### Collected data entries
+ + +

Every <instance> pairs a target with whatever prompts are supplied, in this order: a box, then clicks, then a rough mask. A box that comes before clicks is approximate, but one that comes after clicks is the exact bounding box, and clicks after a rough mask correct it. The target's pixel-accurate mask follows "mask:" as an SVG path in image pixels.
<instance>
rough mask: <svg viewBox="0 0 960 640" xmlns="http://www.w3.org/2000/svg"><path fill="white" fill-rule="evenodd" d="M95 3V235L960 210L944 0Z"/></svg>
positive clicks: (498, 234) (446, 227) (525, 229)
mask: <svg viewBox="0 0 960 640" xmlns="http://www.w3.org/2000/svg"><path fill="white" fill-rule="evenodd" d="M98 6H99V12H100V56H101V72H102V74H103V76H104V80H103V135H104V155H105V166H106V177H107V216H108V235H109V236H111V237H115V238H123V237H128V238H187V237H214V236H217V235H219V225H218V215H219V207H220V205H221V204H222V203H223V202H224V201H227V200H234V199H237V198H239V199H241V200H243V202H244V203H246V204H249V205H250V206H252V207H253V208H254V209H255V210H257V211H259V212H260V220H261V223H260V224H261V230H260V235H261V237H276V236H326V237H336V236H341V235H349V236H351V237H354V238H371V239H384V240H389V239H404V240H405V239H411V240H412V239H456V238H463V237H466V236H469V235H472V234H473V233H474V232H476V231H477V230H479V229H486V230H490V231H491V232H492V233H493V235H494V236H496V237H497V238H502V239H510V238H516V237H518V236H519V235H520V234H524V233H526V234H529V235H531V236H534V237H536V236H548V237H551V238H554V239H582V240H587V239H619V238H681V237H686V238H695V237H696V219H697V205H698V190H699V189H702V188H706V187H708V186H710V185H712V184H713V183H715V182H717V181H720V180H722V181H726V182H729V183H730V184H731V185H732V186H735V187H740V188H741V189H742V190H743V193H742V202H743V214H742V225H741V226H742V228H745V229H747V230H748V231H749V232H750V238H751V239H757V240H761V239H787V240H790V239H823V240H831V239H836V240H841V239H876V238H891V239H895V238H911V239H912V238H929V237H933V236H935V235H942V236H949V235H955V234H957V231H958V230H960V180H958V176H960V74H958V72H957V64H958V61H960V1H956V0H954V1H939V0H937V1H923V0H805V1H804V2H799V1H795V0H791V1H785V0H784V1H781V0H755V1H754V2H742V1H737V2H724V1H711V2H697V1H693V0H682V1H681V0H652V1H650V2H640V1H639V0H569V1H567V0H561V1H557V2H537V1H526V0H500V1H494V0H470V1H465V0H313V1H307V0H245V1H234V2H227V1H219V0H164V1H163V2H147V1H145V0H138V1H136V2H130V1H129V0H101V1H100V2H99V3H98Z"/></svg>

+ + +

### ACTION ITEM
Make an exact transcription of all the records.

### REPLY TO THE EXERCISE
Every <instance> pairs a target with whatever prompts are supplied, in this order: a box, then clicks, then a rough mask. A box that comes before clicks is approximate, but one that comes after clicks is the exact bounding box, and clicks after a rough mask correct it. The target's pixel-accurate mask follows "mask:" as an SVG path in image pixels.
<instance>
rough mask: <svg viewBox="0 0 960 640" xmlns="http://www.w3.org/2000/svg"><path fill="white" fill-rule="evenodd" d="M95 3V235L960 210L944 0Z"/></svg>
positive clicks: (498, 234) (446, 227) (525, 229)
mask: <svg viewBox="0 0 960 640" xmlns="http://www.w3.org/2000/svg"><path fill="white" fill-rule="evenodd" d="M98 6H99V12H100V56H101V72H102V74H103V76H104V80H103V135H104V155H105V166H106V177H107V216H108V235H109V236H111V237H115V238H123V237H128V238H187V237H214V236H217V235H219V225H218V215H219V207H220V205H221V204H222V203H223V202H224V201H227V200H234V199H237V198H239V199H241V200H243V202H244V203H246V204H249V205H250V206H252V207H253V208H254V209H255V210H257V211H259V212H260V220H261V223H260V224H261V230H260V235H261V237H276V236H326V237H336V236H341V235H349V236H351V237H354V238H371V239H384V240H389V239H404V240H405V239H411V240H412V239H456V238H463V237H466V236H469V235H472V234H473V233H474V232H476V231H477V230H479V229H486V230H490V231H491V232H492V233H493V235H494V236H496V237H497V238H502V239H510V238H516V237H518V236H519V235H520V234H524V233H526V234H529V235H531V236H534V237H536V236H548V237H551V238H554V239H582V240H587V239H619V238H681V237H686V238H695V237H696V219H697V205H698V190H699V189H702V188H706V187H708V186H710V185H712V184H713V183H715V182H717V181H720V180H722V181H726V182H729V183H730V184H731V185H732V186H735V187H740V188H741V189H742V190H743V193H742V202H743V214H742V225H741V226H742V228H745V229H747V230H748V231H749V232H750V238H751V239H757V240H761V239H787V240H790V239H823V240H831V239H836V240H841V239H876V238H891V239H895V238H911V239H912V238H929V237H933V236H935V235H942V236H949V235H955V234H957V231H958V230H960V180H958V176H960V74H958V72H957V64H958V61H960V1H956V0H954V1H939V0H937V1H923V0H805V1H804V2H799V1H795V0H791V1H785V0H784V1H781V0H755V1H754V2H742V1H737V2H724V1H711V2H697V1H693V0H682V1H681V0H652V1H650V2H640V1H639V0H569V1H567V0H561V1H557V2H537V1H526V0H500V1H494V0H470V1H465V0H313V1H307V0H245V1H234V2H227V1H219V0H164V1H163V2H147V1H145V0H138V1H136V2H130V1H129V0H101V1H100V2H99V3H98Z"/></svg>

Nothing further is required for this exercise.